───── Texto fornecido
Uma das maiores dificuldades encontradas pela comunidade do loteamento é o transporte e a falta de estrutura nas ruas. De acordo com a presidente da Amob, os ônibus da Visate passam apenas na rua principal do bairro, o que torna o acesso difícil aos moradores, principalmente para idosos, crianças e deficientes físicos, que precisam subir e descer morros íngremes para chegar até a parada do ônibus.
Mãe de quatro filhos, Shirlei Conceição Mota conta que o caminho para que os filhos possam ir até a escola é difícil e eles, muitas vezes, já caíram e se machucaram em função da precariedade das vias. Ela conta que, com um bebê de colo e mais três crianças, já perdeu a conta de quantas vezes as crianças foram para a escola molhadas depois de caírem no trajeto de casa até a parada do transporte escolar.
— Eu moro em cima do morro e, quando chove, meus filhos não têm onde se abrigar para esperar o transporte escolar. As crianças vão para a escola embarradas, sujas... Aqui no bairro não tem escola, então eles vão na escola de Ana Rech ou no Parada Cristal. Aqui não tem lazer para eles, não tem um parquinho, uma quadra, nada — desabafa.
Histórico complexo
A situação complicada do Recanto das Cascatas começou por volta de 2009. Isso porque o loteamento era de propriedade do Banrisul que, em 1991, concedeu um financiamento para um antigo clube esportivo de Caxias do Sul, entidade atualmente extinta. Para conceder o empréstimo, o clube deu de garantia a área onde está hoje assentado o loteamento. Motivado pelo não pagamento da dívida, o Banrisul arrematou a área de 17,5 hectares em 27 de setembro de 2009, conforme consta no Registro de Imóveis da 2ª Zona de Caxias.
Desde que a propriedade nos limites da represa do Faxinal foi arrematada pela instituição financeira, posseiros tomaram conta do local e difundiram a informação de que eram os verdadeiros donos. Em seguida, repartiram os lotes e venderam a preços baixos. Na época, havia 30 casas no local.
Em 2012, o Banrisul tentou leiloar a propriedade por R$ 544 mil. Não houve interessados. Sem opção, em 2015 o banco abriu ação para reivindicar a área. Para evitar prejuízos às famílias que compraram os lotes, o advogado Rodrigo Balen abriu processo em maio de 2018 para exigir indenização aos moradores. A intenção era tentar um acordo com o banco. Em 2020, segundo o advogado Rodrigo Balen, ficou acordado entre Banrisul, Ministério Público (MP) e moradores que a área seria repassada para uma associação de residentes, que ficaria responsável pela regularização.
— O processo de regularização já está aberto na prefeitura. Já fizemos a topografia do bairro e a Regularização Fundiária Urbana (Reurb) já está em uma fase bastante avançada. Estamos entregando para a prefeitura tudo que é necessário para fazer o Reurb. Esse é um processo complexo — diz.
──────────
───── Conjunto de registros
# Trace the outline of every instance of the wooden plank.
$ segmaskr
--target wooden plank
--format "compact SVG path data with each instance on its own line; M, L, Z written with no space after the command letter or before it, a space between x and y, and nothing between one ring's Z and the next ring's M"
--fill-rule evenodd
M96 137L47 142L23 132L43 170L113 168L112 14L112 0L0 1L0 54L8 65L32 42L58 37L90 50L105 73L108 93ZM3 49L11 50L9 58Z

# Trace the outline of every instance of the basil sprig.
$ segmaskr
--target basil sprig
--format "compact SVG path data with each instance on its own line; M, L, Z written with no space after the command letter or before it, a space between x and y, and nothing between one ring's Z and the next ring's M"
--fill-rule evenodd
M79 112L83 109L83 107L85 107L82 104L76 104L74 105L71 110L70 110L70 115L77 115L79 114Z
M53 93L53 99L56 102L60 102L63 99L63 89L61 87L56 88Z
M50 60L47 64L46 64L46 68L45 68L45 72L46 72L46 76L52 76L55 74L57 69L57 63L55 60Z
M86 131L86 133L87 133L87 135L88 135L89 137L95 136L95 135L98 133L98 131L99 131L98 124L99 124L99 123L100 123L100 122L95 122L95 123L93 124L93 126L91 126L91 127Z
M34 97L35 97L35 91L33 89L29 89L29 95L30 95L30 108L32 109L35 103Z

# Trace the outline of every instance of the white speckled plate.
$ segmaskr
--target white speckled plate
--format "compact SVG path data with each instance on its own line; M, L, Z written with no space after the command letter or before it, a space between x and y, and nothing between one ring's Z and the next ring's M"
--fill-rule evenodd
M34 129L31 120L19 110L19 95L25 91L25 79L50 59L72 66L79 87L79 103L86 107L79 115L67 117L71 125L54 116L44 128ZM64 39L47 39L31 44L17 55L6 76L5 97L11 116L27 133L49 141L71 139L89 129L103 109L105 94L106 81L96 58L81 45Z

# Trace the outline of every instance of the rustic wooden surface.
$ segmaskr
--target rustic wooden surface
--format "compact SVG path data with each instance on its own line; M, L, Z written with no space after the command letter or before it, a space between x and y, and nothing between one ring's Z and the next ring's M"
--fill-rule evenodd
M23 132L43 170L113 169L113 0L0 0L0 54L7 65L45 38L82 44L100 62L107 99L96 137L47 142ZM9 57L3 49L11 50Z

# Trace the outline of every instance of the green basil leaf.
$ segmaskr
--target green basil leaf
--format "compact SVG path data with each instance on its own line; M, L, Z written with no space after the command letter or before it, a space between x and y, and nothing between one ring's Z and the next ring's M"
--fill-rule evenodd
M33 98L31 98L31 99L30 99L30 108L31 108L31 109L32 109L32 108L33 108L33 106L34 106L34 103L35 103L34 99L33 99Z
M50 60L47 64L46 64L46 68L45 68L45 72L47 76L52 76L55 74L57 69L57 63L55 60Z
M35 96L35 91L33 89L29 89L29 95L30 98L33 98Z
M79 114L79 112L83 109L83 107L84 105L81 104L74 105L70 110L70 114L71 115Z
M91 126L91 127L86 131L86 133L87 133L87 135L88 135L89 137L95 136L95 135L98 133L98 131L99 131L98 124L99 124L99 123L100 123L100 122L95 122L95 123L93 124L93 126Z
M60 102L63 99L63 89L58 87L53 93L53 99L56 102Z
──────────
### O que fazer
Responda às perguntas abaixo com base no texto sobre o Recanto das Cascatas.
1. Em qual rua do bairro passam os ônibus da Visate?
2. Qual é o tamanho da área que o Banrisul arrematou em 2009?
3. Por qual valor o Banrisul tentou leiloar a propriedade em 2012?

### Solução do exercício
1. Apenas na rua principal do bairro.
2. 17,5 hectares.
3. R$ 544 mil.